— Begin Extract —

Posted by: scottishwriters | December 4, 2016

On the second day of Christmas, the SWC gave to me…

… An Icelandic Christmas Tradition

captureThe front cover of 2016’s Bókatíðindi

 

I know I speak for a lot of people at the Scottish Writers’ Centre when I say that, as a perennial book lover, I’ll definitely be giving and receiving books this Christmas. What better way to herald the start of a new year and celebrate the end of an old one than with a pile of captivating new reads? It’s a time-honoured tradition of book lovers all over the world, but nowhere does it better than Iceland.

Every Christmas Eve, thousands of Icelanders give each other books to be enjoyed over the Christmas period. Each purchase is a carefully considered decision: the result of meticulous perusing of the Bókatíðindi – an annual free book catalogue full of new publications – delivered to most Icelandic households. This rush to buy books precipitates what is known as the Christmas book flood – or “Jólabókaflóðið” – which begins in September each year, and ultimately forms what Kristjan B. Jonasson, president of the Iceland Publishers’ Association, describes as ‘the backbone of the publishing sector here in Iceland’. Oddly enough, this means that the vast majority of books are published during the “book flood” itself, with the exception of some best-selling translations (Harry Potter included).

— End Extract —
— Begin Data extract —

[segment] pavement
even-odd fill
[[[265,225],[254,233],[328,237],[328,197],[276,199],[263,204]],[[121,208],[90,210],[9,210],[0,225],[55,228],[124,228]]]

— End Data extract —

Challenge ▸
Transcribe the portion of the blog post on the Icelandic Christmas book tradition starting at "captureThe front cover" and ending at "better than Iceland.", with both of those phrases included.

Written response ▸
captureThe front cover of 2016’s Bókatíðindi

 

I know I speak for a lot of people at the Scottish Writers’ Centre when I say that, as a perennial book lover, I’ll definitely be giving and receiving books this Christmas. What better way to herald the start of a new year and celebrate the end of an old one than with a pile of captivating new reads? It’s a time-honoured tradition of book lovers all over the world, but nowhere does it better than Iceland.